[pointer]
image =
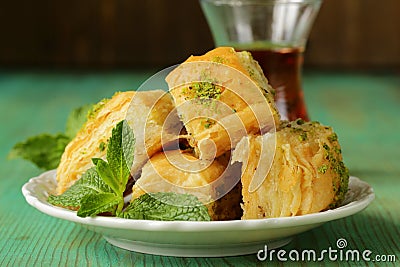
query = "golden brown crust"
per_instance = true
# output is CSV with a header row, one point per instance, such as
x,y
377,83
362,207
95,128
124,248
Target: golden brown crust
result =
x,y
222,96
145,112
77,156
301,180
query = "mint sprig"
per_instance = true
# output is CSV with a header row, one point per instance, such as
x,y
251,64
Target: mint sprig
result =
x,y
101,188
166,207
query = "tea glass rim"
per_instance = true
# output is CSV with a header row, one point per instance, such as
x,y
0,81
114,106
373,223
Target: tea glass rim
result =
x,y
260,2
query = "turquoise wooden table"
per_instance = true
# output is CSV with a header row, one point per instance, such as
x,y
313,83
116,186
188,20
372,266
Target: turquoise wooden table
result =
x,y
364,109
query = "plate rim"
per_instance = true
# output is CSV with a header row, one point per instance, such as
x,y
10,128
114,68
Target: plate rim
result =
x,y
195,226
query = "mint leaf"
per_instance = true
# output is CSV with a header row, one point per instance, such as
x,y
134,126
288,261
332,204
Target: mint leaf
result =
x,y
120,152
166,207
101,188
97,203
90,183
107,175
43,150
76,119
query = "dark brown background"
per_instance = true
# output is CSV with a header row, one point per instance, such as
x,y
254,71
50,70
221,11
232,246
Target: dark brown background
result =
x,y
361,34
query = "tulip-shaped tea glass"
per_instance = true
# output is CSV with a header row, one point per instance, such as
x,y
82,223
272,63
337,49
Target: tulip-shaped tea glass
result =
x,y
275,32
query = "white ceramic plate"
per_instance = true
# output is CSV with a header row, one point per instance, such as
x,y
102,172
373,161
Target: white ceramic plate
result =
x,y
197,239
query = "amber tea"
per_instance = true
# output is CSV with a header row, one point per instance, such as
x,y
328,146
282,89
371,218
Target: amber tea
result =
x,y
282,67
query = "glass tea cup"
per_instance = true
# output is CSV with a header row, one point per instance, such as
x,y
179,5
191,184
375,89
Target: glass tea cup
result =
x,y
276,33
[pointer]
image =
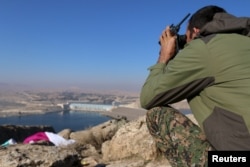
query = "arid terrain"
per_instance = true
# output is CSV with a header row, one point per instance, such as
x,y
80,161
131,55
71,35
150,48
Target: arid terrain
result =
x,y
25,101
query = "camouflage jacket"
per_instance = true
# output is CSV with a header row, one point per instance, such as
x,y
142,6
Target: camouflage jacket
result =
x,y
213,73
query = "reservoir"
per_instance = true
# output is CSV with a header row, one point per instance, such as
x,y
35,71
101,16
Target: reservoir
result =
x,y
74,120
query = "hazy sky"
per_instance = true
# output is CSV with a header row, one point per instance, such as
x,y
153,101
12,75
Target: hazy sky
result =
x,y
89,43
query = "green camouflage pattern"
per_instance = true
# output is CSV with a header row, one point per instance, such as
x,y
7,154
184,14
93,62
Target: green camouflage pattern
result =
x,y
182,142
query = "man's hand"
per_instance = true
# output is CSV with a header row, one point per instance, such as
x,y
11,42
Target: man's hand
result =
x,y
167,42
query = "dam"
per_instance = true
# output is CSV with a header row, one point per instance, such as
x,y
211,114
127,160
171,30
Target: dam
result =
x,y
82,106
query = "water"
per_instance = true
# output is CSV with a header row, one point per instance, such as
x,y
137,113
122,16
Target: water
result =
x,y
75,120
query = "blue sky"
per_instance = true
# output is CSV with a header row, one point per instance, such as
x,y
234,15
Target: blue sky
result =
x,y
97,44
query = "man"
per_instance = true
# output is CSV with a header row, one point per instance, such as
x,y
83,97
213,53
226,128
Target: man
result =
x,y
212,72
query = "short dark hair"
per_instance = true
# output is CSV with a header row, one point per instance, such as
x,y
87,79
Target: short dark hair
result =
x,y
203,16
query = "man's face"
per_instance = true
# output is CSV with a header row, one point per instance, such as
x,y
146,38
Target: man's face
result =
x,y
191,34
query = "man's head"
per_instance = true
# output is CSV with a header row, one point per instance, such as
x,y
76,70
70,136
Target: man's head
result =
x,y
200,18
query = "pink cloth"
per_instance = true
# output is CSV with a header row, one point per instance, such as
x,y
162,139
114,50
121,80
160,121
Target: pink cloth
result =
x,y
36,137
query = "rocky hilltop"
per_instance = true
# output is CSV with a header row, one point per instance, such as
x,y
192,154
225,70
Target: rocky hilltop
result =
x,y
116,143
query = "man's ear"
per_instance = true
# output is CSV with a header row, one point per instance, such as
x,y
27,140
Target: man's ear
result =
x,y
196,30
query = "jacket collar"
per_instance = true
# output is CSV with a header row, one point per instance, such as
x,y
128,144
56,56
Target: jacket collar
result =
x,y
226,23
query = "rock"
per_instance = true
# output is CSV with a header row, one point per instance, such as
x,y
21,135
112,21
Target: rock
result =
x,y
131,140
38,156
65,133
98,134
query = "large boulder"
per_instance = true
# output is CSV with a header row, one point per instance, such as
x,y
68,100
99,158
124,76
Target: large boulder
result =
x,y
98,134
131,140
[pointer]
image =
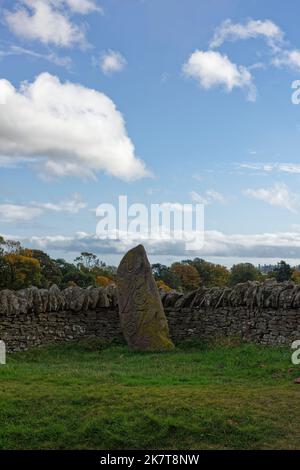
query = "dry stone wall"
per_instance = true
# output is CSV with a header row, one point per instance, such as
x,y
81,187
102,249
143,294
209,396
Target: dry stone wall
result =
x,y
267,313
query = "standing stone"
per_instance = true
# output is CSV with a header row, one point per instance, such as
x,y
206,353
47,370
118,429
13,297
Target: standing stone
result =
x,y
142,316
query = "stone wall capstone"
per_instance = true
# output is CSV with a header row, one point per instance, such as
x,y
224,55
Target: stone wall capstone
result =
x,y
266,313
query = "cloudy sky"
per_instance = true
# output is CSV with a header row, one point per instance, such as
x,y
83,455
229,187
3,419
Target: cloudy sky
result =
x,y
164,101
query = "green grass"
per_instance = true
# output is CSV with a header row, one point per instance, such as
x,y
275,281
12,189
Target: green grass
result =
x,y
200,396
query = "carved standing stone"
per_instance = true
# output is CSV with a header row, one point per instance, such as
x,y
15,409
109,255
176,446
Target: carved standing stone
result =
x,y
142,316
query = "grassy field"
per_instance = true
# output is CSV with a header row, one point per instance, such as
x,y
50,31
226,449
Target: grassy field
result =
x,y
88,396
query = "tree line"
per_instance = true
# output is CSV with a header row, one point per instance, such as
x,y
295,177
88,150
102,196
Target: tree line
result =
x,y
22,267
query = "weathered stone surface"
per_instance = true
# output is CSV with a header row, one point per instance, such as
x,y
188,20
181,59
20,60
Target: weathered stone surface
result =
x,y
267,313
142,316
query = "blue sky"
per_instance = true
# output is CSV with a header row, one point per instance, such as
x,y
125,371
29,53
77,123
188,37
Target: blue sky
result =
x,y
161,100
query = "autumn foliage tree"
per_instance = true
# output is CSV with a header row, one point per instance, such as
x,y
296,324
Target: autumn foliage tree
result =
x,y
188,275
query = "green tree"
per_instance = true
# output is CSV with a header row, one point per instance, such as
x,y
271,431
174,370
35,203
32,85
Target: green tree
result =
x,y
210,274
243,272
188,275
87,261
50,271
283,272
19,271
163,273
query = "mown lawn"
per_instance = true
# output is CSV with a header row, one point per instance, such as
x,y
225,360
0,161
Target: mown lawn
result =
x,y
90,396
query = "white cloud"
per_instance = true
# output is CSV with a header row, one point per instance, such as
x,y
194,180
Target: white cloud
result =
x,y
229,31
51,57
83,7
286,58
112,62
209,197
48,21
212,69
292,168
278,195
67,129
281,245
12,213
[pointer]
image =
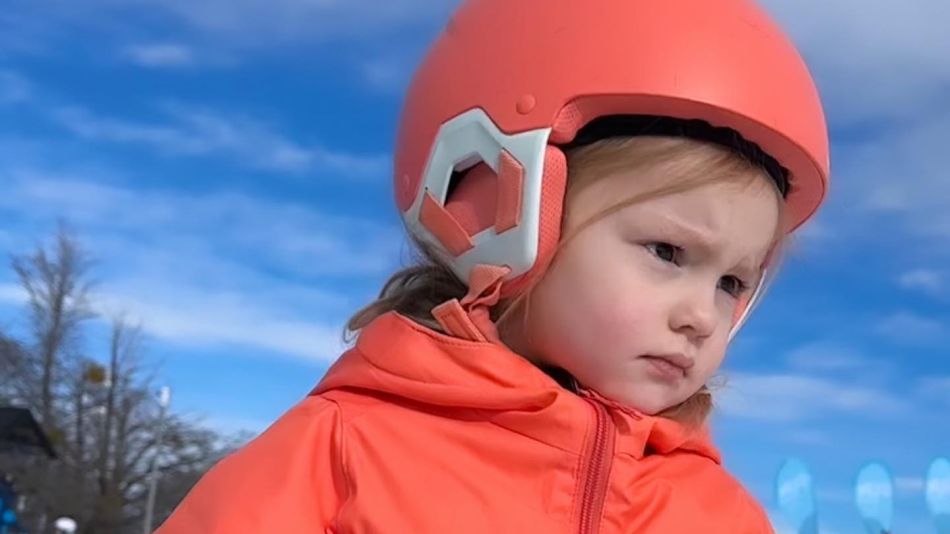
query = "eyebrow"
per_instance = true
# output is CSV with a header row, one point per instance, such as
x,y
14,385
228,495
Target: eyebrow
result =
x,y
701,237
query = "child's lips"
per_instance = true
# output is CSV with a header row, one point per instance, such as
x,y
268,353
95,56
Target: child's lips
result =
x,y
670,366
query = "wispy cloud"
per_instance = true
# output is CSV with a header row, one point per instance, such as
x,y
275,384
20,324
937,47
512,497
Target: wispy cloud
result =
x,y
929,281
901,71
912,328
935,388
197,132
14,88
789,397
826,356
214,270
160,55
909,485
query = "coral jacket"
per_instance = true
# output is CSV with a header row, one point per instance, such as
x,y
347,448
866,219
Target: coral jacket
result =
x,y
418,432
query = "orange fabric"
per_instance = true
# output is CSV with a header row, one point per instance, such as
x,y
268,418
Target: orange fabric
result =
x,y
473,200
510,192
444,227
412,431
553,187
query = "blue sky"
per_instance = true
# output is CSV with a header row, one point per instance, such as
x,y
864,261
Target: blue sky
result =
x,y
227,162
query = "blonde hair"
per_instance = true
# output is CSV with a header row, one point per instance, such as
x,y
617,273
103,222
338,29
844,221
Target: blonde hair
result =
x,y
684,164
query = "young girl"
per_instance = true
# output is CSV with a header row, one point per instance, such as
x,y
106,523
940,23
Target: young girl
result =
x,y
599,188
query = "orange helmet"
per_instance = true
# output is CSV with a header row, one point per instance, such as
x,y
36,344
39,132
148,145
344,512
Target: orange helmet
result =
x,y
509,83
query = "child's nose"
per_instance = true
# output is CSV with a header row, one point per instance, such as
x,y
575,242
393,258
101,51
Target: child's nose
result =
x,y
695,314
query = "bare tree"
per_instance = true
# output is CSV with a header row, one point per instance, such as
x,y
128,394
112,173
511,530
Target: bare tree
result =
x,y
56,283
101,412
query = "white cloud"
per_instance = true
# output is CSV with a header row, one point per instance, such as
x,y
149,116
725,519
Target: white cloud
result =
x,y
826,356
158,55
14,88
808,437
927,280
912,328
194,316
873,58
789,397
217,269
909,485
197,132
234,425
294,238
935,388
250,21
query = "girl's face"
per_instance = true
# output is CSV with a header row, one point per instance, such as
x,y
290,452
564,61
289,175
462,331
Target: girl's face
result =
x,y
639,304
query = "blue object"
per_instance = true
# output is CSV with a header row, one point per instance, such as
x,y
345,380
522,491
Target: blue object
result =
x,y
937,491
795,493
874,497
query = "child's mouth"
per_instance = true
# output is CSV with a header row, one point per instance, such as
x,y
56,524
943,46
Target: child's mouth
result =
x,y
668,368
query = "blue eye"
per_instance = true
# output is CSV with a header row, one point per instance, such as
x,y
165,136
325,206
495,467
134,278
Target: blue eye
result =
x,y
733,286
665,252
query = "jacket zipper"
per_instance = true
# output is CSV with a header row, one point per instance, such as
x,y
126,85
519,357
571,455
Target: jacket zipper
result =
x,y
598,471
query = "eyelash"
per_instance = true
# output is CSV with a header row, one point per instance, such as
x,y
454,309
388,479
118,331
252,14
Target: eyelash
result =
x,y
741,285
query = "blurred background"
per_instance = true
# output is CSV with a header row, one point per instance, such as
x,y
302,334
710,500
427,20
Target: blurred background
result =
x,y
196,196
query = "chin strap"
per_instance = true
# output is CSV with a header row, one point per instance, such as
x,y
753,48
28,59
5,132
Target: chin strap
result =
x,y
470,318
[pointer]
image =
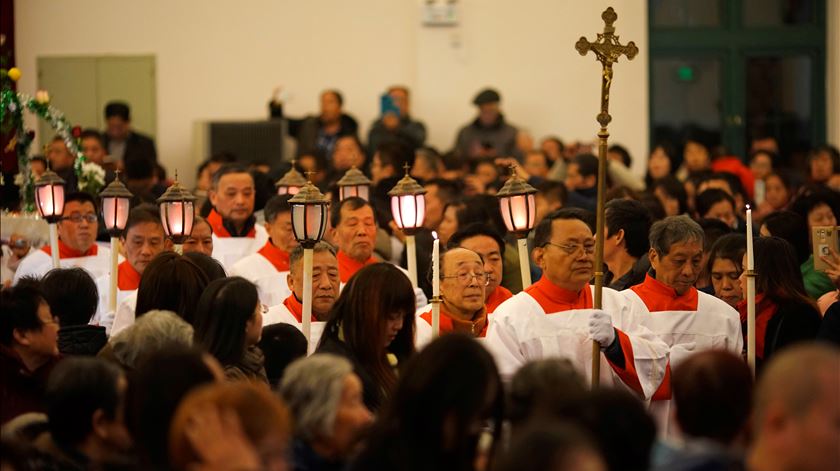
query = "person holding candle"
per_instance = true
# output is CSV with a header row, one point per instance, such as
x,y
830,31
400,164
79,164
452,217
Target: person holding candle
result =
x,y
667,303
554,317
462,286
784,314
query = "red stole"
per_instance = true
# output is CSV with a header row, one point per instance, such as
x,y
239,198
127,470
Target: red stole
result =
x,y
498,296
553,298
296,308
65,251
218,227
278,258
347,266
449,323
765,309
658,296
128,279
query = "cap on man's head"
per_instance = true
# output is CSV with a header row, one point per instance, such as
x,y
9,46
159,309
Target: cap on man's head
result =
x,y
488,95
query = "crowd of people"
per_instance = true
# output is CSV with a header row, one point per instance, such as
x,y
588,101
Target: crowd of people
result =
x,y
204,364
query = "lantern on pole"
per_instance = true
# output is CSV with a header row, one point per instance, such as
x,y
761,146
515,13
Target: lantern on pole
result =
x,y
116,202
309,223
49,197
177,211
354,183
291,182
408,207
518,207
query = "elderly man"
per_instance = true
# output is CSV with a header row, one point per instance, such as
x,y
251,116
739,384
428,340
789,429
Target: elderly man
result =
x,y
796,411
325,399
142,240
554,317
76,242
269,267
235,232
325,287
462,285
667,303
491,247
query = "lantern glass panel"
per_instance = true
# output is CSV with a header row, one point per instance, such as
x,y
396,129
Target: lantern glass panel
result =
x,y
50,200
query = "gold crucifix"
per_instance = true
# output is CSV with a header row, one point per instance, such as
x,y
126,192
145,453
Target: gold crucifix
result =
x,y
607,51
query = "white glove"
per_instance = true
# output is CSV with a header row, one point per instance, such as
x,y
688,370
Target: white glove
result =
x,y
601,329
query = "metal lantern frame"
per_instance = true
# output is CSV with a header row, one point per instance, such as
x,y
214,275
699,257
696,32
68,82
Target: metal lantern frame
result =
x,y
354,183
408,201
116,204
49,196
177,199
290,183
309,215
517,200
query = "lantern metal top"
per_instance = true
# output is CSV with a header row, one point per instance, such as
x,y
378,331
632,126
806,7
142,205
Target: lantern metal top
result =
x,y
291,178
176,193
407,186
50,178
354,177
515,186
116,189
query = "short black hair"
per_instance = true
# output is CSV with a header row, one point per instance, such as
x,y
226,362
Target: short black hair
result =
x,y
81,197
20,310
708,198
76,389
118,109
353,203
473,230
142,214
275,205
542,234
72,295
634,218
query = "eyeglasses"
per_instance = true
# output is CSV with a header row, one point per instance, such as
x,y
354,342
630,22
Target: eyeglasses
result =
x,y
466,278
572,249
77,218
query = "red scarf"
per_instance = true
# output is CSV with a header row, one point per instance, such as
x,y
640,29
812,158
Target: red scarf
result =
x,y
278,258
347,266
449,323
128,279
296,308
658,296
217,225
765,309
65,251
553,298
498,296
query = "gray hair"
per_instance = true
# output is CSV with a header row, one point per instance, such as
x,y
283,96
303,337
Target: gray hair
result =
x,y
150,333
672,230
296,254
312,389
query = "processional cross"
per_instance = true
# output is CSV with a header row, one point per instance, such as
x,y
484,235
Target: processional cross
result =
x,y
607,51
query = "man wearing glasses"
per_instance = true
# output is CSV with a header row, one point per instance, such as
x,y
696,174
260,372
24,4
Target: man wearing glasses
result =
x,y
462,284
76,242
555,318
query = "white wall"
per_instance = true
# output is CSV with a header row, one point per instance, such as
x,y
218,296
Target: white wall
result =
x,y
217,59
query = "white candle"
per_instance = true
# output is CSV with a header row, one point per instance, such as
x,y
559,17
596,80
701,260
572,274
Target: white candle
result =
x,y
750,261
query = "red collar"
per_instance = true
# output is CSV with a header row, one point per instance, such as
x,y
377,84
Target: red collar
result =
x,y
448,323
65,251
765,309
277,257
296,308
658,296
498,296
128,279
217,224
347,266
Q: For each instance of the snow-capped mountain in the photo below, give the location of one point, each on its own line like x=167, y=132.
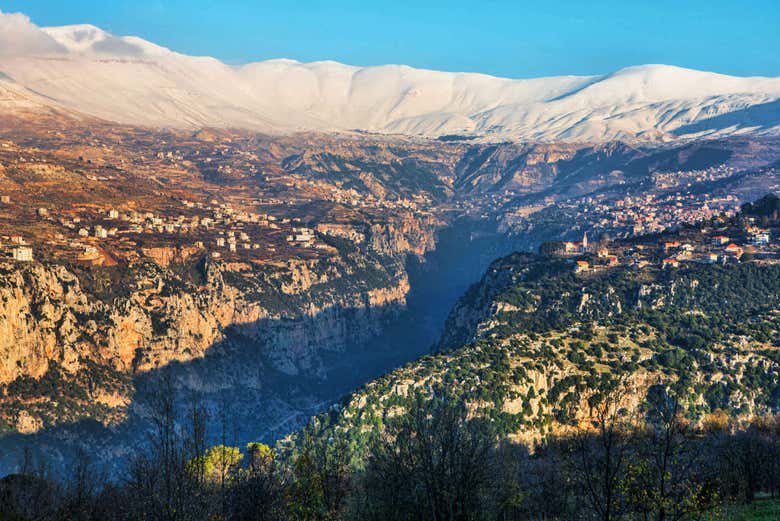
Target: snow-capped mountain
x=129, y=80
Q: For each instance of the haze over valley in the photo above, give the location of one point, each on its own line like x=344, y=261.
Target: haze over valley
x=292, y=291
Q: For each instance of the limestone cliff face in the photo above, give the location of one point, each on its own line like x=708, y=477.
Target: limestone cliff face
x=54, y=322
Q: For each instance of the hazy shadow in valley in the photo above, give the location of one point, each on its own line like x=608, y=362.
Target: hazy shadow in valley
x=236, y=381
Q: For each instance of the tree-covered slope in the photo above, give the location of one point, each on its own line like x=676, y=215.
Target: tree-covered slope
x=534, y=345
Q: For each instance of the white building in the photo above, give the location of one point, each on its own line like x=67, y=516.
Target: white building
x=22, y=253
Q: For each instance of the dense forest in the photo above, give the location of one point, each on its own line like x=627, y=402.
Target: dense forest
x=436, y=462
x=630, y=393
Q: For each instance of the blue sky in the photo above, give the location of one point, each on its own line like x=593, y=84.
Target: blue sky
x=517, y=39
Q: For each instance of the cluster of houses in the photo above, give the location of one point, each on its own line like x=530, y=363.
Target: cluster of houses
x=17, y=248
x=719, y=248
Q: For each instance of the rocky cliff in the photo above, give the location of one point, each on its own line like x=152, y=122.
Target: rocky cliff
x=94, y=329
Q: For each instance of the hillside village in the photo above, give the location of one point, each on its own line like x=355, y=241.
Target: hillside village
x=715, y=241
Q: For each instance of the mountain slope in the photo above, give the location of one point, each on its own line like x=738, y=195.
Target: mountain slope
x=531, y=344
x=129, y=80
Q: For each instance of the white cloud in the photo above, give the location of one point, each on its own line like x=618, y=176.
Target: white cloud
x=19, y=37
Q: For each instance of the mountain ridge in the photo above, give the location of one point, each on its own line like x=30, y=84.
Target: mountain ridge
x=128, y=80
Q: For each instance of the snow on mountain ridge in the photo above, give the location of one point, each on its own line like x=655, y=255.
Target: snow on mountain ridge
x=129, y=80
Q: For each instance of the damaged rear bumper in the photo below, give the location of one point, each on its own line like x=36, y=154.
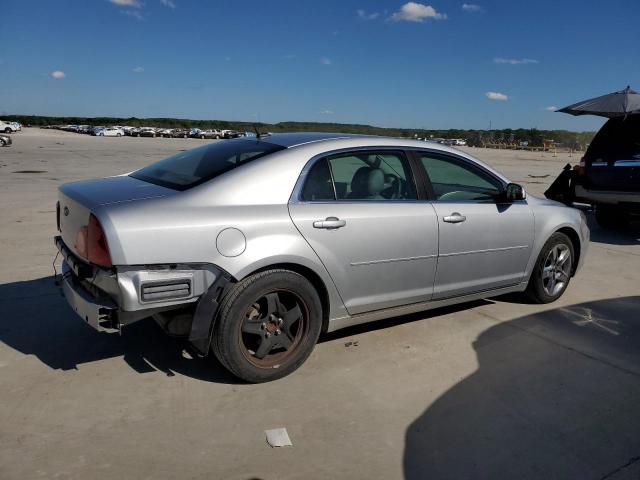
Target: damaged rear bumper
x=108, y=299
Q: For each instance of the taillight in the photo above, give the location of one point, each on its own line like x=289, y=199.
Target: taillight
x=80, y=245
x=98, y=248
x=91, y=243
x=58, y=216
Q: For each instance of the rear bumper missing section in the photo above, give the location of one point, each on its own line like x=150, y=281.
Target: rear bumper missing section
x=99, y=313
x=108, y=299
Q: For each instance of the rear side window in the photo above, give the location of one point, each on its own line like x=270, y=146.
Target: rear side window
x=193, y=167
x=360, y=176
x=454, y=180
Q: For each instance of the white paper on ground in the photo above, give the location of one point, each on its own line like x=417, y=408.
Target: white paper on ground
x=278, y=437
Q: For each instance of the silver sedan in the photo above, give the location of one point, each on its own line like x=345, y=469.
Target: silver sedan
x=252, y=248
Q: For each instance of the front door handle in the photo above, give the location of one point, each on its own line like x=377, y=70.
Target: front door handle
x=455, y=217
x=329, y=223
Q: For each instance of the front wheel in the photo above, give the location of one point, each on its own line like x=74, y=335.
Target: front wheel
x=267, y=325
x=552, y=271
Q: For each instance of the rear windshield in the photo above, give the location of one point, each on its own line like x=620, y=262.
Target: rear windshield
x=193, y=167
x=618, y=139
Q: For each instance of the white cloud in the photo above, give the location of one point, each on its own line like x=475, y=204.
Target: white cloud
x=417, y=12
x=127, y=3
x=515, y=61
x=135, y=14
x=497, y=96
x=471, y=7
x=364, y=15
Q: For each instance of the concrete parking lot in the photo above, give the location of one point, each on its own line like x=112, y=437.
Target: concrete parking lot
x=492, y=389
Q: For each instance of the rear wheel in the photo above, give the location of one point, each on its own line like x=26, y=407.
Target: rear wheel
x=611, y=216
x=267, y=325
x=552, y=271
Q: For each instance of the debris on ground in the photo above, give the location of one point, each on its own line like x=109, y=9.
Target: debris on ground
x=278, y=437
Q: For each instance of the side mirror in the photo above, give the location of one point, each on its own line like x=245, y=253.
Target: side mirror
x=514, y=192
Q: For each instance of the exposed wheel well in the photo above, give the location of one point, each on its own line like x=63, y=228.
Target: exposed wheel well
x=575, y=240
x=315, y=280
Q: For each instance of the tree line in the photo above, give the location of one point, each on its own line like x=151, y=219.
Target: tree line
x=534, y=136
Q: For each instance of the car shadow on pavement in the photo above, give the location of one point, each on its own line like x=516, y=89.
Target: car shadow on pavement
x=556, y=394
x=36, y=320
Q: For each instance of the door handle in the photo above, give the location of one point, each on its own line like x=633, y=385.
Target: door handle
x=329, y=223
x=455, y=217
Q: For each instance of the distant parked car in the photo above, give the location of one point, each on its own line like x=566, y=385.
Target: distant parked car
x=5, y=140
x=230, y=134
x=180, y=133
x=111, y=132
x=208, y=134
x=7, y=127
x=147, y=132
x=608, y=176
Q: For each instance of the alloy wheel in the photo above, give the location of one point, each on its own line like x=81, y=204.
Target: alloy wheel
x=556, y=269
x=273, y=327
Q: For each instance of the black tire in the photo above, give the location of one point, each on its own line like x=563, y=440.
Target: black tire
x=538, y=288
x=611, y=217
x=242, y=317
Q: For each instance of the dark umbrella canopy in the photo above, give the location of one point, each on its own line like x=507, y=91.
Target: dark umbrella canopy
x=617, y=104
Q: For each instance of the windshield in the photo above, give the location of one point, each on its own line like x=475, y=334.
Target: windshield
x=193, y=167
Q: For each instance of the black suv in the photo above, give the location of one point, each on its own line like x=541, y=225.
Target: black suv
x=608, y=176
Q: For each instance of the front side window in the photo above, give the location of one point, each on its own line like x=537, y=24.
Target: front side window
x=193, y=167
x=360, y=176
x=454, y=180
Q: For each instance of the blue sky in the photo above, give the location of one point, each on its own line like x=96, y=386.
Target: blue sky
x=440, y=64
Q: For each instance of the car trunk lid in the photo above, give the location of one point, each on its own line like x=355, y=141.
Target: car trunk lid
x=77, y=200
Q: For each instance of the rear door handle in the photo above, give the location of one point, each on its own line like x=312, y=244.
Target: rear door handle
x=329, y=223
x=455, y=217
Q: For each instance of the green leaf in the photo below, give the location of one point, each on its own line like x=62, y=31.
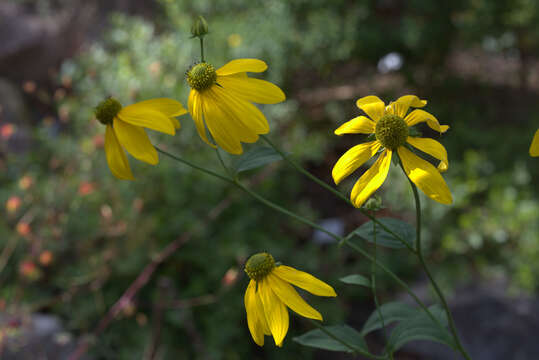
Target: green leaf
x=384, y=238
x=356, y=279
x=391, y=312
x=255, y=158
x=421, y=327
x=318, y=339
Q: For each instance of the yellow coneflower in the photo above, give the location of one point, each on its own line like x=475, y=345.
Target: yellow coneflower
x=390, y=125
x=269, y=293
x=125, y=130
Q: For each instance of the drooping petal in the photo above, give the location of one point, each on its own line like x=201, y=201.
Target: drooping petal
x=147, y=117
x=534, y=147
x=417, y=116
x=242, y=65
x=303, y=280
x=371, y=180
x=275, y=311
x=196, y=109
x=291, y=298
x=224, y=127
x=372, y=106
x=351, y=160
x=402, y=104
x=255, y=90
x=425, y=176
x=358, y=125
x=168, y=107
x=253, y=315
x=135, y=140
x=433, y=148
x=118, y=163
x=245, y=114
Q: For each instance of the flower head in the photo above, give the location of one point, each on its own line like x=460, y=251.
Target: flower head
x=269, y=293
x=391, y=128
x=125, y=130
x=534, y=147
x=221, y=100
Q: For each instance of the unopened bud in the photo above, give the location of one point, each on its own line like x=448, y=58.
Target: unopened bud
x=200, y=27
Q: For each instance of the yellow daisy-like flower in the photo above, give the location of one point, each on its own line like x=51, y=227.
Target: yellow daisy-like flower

——————

# Required task:
Rewrite the lines starting at the one that contains "like x=96, y=386." and ending at the one that contains "x=318, y=339", replacing "rear door handle" with "back door handle" and keeping everything else the same. Leave the pictures out.

# Right answer:
Q: For each instance of the blue sky in the photo above, give the location of one point, each on its own line like x=96, y=386.
Target: blue sky
x=440, y=64
Q: For each instance of the car trunk lid in the photo above, give the location of one point, each on its own line like x=355, y=141.
Target: car trunk lid
x=77, y=200
Q: For each instance of the back door handle in the photo above, give the location of one point, each on its own line like x=312, y=244.
Target: back door handle
x=329, y=223
x=455, y=217
Q: For each instance of the green leaf in the photo below, give the location of one point, each on its own line like x=62, y=31.
Target: green leaf
x=384, y=238
x=356, y=279
x=391, y=312
x=255, y=158
x=421, y=327
x=318, y=339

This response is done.